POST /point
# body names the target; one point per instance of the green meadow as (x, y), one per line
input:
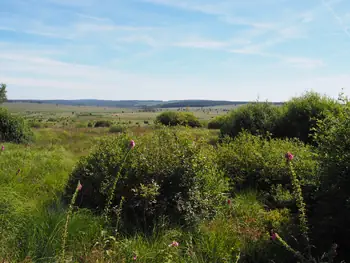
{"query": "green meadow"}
(249, 184)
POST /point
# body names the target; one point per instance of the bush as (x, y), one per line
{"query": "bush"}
(14, 129)
(166, 175)
(332, 213)
(301, 114)
(252, 162)
(217, 122)
(243, 226)
(102, 123)
(256, 118)
(170, 118)
(35, 124)
(117, 129)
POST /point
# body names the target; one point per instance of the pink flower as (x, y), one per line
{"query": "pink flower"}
(174, 244)
(289, 156)
(274, 235)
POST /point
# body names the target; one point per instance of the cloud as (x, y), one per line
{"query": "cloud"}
(340, 21)
(305, 63)
(202, 44)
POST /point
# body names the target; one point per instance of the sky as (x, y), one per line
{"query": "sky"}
(174, 49)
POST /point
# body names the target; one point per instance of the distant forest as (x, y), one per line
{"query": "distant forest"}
(138, 103)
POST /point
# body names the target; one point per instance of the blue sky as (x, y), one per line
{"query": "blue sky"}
(174, 49)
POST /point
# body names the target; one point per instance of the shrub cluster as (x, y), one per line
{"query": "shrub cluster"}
(217, 123)
(165, 175)
(252, 162)
(13, 128)
(295, 119)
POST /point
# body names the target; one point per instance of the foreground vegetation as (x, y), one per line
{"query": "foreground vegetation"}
(257, 191)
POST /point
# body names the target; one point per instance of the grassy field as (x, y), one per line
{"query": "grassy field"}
(153, 194)
(46, 112)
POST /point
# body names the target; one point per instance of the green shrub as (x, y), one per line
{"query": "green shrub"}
(81, 125)
(243, 226)
(217, 122)
(331, 215)
(102, 123)
(167, 174)
(300, 115)
(117, 129)
(34, 124)
(14, 129)
(170, 118)
(252, 162)
(256, 118)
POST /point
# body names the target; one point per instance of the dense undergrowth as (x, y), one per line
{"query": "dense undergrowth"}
(181, 194)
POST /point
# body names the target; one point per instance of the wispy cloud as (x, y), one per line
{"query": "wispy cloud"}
(306, 63)
(340, 21)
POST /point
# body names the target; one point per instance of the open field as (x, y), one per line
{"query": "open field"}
(267, 192)
(55, 115)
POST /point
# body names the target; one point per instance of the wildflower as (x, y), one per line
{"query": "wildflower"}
(132, 144)
(174, 244)
(289, 156)
(273, 235)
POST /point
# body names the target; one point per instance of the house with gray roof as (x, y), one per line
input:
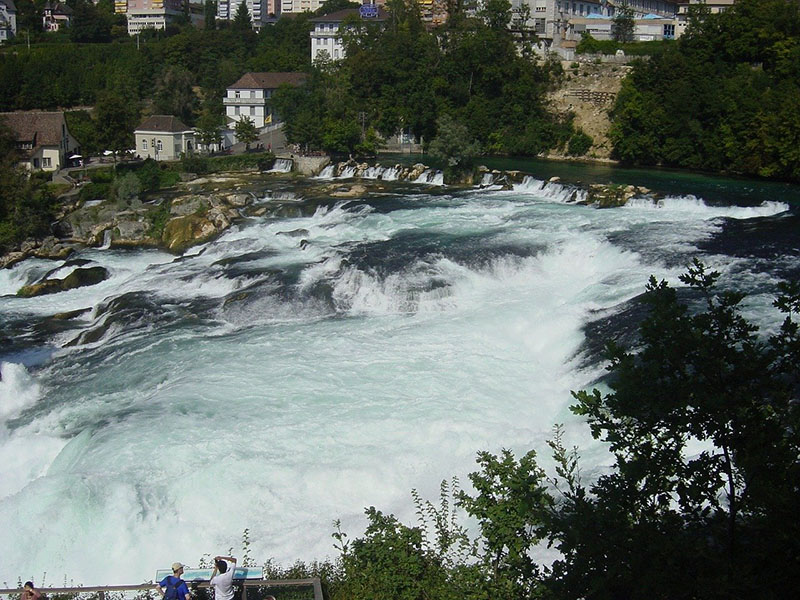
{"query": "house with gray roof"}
(164, 137)
(249, 97)
(8, 20)
(42, 138)
(56, 16)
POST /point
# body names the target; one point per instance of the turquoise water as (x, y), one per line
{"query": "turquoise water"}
(300, 368)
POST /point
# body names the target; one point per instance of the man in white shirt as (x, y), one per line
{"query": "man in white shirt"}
(223, 582)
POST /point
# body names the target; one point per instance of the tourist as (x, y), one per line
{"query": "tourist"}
(172, 587)
(29, 592)
(223, 583)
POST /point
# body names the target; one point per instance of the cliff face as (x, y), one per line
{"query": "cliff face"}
(589, 90)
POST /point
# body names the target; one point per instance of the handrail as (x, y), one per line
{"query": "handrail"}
(101, 590)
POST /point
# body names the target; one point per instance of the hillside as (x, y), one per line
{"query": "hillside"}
(589, 90)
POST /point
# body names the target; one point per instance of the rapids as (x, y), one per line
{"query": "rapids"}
(297, 370)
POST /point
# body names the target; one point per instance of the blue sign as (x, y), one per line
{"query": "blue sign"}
(368, 11)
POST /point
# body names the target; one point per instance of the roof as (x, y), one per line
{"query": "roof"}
(165, 123)
(341, 15)
(268, 81)
(61, 9)
(38, 127)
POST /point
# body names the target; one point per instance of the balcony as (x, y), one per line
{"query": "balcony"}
(244, 101)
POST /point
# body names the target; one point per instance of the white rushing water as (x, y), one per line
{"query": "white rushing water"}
(375, 352)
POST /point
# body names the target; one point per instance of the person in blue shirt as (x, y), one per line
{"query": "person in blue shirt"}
(174, 582)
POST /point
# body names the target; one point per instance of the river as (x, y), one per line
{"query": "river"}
(300, 368)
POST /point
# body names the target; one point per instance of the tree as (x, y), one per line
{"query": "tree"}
(174, 94)
(88, 24)
(245, 131)
(622, 24)
(115, 119)
(703, 423)
(210, 14)
(453, 144)
(242, 21)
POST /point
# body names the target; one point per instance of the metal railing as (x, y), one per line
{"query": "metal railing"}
(102, 590)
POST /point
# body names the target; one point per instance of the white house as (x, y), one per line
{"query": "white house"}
(325, 38)
(8, 20)
(164, 137)
(42, 138)
(249, 97)
(259, 10)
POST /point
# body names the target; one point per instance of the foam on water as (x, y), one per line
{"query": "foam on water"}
(377, 357)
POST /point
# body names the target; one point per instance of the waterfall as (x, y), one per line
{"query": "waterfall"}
(327, 173)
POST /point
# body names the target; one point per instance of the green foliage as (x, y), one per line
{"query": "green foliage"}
(622, 24)
(453, 144)
(127, 188)
(702, 422)
(509, 504)
(174, 94)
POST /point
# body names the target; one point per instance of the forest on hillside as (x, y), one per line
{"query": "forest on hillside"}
(725, 98)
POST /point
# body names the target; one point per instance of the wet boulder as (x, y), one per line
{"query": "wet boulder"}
(80, 277)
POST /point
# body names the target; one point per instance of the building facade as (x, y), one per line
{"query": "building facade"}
(325, 38)
(8, 20)
(164, 137)
(41, 138)
(56, 15)
(260, 10)
(249, 97)
(550, 19)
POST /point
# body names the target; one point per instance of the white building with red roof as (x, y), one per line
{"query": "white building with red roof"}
(249, 96)
(164, 137)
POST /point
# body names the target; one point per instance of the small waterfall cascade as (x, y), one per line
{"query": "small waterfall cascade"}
(282, 165)
(552, 190)
(327, 173)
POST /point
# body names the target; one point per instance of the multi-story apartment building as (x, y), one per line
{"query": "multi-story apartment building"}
(260, 10)
(685, 7)
(56, 16)
(325, 38)
(148, 14)
(550, 18)
(8, 20)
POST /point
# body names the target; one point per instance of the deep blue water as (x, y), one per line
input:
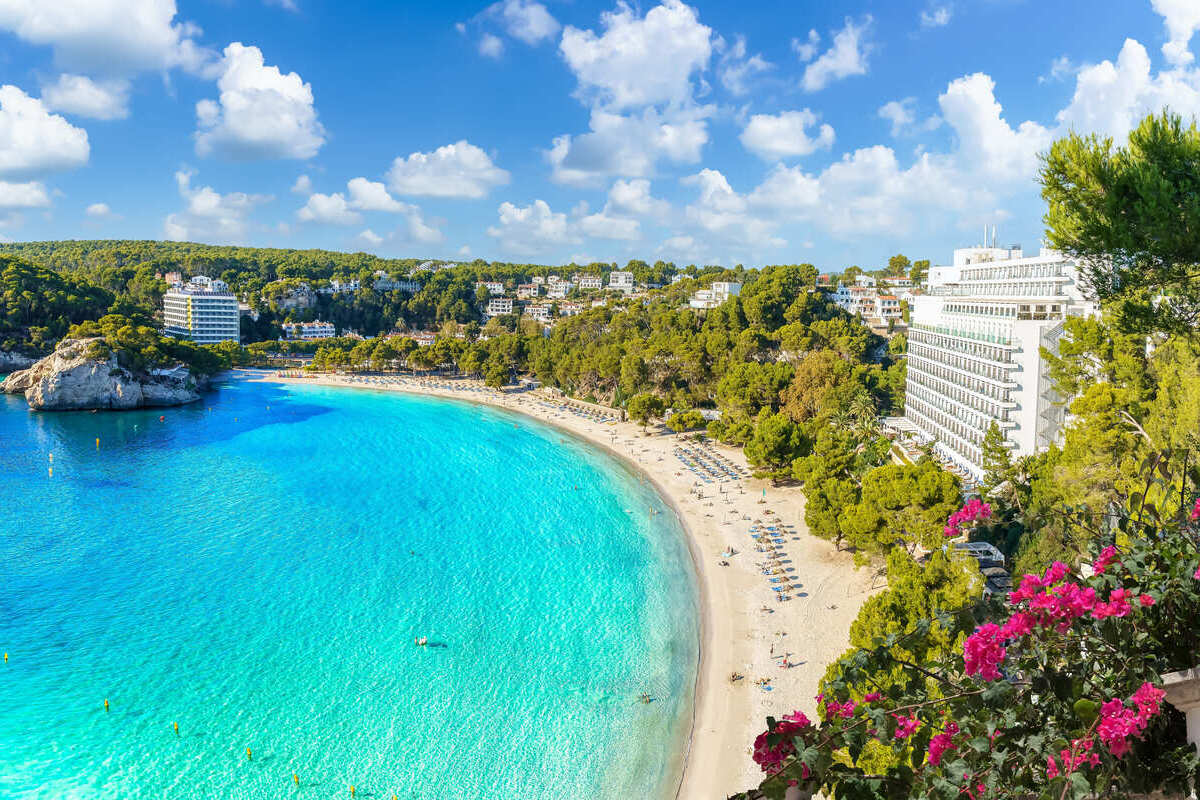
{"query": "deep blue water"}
(256, 567)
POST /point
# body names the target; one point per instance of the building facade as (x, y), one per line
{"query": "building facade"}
(203, 310)
(975, 350)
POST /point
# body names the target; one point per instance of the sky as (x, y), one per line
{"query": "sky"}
(768, 132)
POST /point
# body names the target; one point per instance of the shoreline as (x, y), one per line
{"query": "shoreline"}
(736, 636)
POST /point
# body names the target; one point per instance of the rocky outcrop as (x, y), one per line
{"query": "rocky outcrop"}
(84, 374)
(11, 361)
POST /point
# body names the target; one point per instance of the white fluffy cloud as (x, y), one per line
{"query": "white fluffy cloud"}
(936, 16)
(785, 134)
(329, 209)
(525, 19)
(846, 58)
(491, 46)
(640, 60)
(532, 229)
(634, 197)
(459, 169)
(34, 142)
(261, 113)
(628, 145)
(109, 37)
(339, 209)
(1111, 98)
(1182, 19)
(82, 96)
(23, 196)
(210, 216)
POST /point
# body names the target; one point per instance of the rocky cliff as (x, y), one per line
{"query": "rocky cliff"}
(78, 376)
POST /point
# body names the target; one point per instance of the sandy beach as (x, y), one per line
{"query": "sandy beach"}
(744, 629)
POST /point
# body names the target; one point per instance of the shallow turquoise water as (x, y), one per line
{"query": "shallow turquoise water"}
(257, 572)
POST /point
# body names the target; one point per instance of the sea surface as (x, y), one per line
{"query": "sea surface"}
(255, 567)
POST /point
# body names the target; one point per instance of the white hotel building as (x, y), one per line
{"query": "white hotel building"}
(203, 311)
(973, 350)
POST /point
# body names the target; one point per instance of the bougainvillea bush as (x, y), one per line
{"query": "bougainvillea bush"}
(1056, 693)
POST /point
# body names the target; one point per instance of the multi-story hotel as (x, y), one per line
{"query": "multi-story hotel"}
(203, 311)
(975, 350)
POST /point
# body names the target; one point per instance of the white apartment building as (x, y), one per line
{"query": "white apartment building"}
(973, 350)
(715, 295)
(498, 306)
(309, 331)
(203, 311)
(621, 281)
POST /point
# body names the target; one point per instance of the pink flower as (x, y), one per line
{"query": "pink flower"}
(941, 743)
(983, 651)
(905, 726)
(1104, 559)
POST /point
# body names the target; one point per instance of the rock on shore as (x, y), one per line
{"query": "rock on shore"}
(77, 377)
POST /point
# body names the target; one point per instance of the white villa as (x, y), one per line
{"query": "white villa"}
(973, 350)
(203, 311)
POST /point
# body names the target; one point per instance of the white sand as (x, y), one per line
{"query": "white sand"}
(811, 629)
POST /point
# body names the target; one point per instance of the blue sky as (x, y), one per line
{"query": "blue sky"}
(709, 132)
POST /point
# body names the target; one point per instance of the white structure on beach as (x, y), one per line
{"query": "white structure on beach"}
(715, 295)
(203, 311)
(621, 282)
(309, 331)
(975, 350)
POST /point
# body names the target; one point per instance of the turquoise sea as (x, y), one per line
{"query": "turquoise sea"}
(256, 567)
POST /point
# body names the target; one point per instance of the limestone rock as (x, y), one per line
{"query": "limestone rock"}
(78, 376)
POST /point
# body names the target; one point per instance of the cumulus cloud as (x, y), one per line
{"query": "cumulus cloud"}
(634, 197)
(210, 216)
(30, 194)
(532, 229)
(329, 209)
(936, 16)
(628, 145)
(491, 46)
(459, 169)
(525, 19)
(736, 70)
(847, 56)
(82, 96)
(1182, 20)
(261, 113)
(34, 142)
(107, 37)
(807, 48)
(1111, 98)
(639, 60)
(785, 134)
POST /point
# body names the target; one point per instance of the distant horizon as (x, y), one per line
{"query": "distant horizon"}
(528, 131)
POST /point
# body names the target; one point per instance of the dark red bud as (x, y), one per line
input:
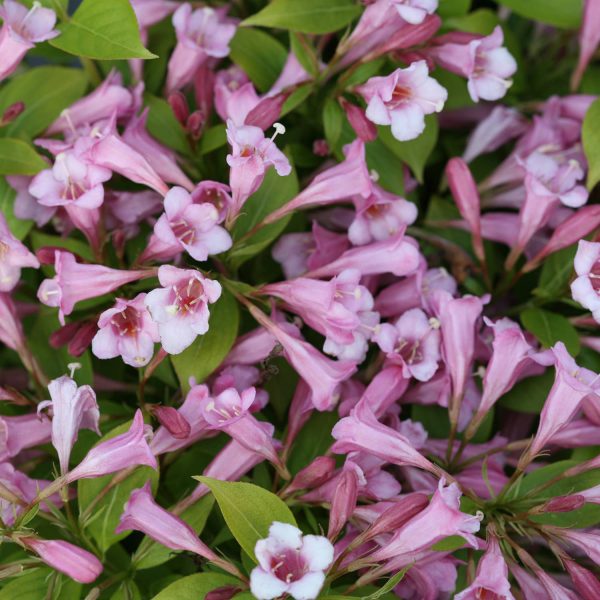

※

What the exercise asks: Filter the records, keeping every line that contains the string "house" and omitting all other lines. Matching is case-sensitive.

Task answer:
# body names the target; one point per instance of the house with gray roof as (x, y), one per line
{"query": "house with gray roof"}
# body names the target; one point per instance of the white house as (x, y), one per line
{"query": "white house"}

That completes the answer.